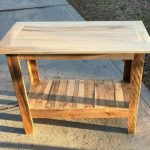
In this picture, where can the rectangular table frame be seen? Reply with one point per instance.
(132, 73)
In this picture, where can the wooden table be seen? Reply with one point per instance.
(31, 41)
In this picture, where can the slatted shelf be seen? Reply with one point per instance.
(78, 94)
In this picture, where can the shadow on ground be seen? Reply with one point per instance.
(31, 146)
(64, 123)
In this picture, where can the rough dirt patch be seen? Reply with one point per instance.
(118, 10)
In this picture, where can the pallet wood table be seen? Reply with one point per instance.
(31, 41)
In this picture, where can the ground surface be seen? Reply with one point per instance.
(118, 10)
(92, 134)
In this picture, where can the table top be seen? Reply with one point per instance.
(82, 37)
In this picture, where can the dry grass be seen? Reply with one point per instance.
(117, 10)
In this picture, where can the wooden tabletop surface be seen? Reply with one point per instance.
(96, 37)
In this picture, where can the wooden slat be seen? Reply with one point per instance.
(80, 100)
(69, 94)
(33, 71)
(136, 77)
(33, 94)
(43, 95)
(89, 93)
(53, 94)
(61, 95)
(78, 57)
(106, 112)
(75, 94)
(126, 37)
(20, 90)
(66, 94)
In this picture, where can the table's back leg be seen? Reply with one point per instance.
(136, 79)
(20, 90)
(127, 70)
(33, 71)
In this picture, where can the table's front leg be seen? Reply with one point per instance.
(127, 70)
(20, 90)
(136, 79)
(33, 71)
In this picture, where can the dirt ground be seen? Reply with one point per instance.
(118, 10)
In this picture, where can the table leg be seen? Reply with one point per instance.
(127, 70)
(136, 79)
(20, 90)
(33, 71)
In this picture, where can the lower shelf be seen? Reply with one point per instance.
(78, 94)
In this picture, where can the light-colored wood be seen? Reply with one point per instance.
(127, 70)
(78, 57)
(43, 92)
(119, 95)
(106, 112)
(136, 77)
(60, 99)
(20, 90)
(51, 103)
(78, 94)
(33, 71)
(100, 37)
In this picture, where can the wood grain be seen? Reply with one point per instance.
(20, 90)
(81, 113)
(84, 37)
(135, 90)
(33, 71)
(77, 56)
(75, 94)
(127, 70)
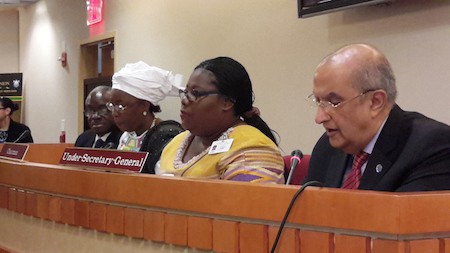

+===+

Work request: Please give back all the records above word for word, with no pictures included.

Output of the exercise:
In this picture, where can the rectangular table frame be seen? Reply with one point per instance.
(132, 73)
In this picture, where can the wooden table be seen? Reply with one point per instance.
(31, 41)
In this picture, where can the slatted shelf be seen? Reply with one point per instance.
(78, 94)
In this picture, where can the shadow on ground be seen? Reply with one point per instance.
(31, 146)
(64, 123)
In this picture, where can the rough dirt patch be seen? Reply with one point per instance.
(118, 10)
In this picture, where can the pallet wood table be seen? Reply with one point per instance.
(31, 41)
In this picture, where can the ground surface be seen? Reply with one point per instance.
(118, 10)
(92, 134)
In this picture, where can the table top be seen? Reply with one point per instance.
(82, 37)
In this picture, where can the dry grass be seen? Reply with one point per instance.
(117, 10)
In this picture, where can the wooden tabletop surface be seen? Reply with one point per instance.
(96, 37)
In this picture, where can the wooden slat be seen? Reply with one point per instance.
(80, 100)
(69, 94)
(33, 71)
(136, 77)
(33, 94)
(43, 95)
(89, 93)
(53, 94)
(61, 95)
(78, 57)
(106, 112)
(75, 94)
(126, 37)
(20, 90)
(66, 94)
In this picture, where can the table's back leg be seen? Reply with one point per instance.
(136, 79)
(20, 90)
(127, 70)
(33, 71)
In this picture, where can the table's front leg be seen? Reply with one point per instance.
(127, 70)
(20, 90)
(136, 79)
(33, 71)
In this picture, where can the dirt ground be seen? Reply with one point per instance.
(118, 10)
In this picture, where can the table leg be seen? Reply with one point per instance.
(127, 70)
(136, 79)
(20, 90)
(33, 71)
In this picture, where can the lower shelf be seen? Reply with one point per instance.
(78, 94)
In this picture, where can the light-colored wood be seen? Reply with one point per instance.
(127, 70)
(78, 57)
(43, 92)
(119, 95)
(106, 112)
(136, 77)
(60, 99)
(20, 90)
(51, 103)
(78, 94)
(33, 71)
(100, 37)
In this picture, where can the wood grain be seen? Reply with one point per instance.
(20, 90)
(81, 113)
(84, 37)
(135, 90)
(33, 71)
(77, 56)
(75, 94)
(127, 70)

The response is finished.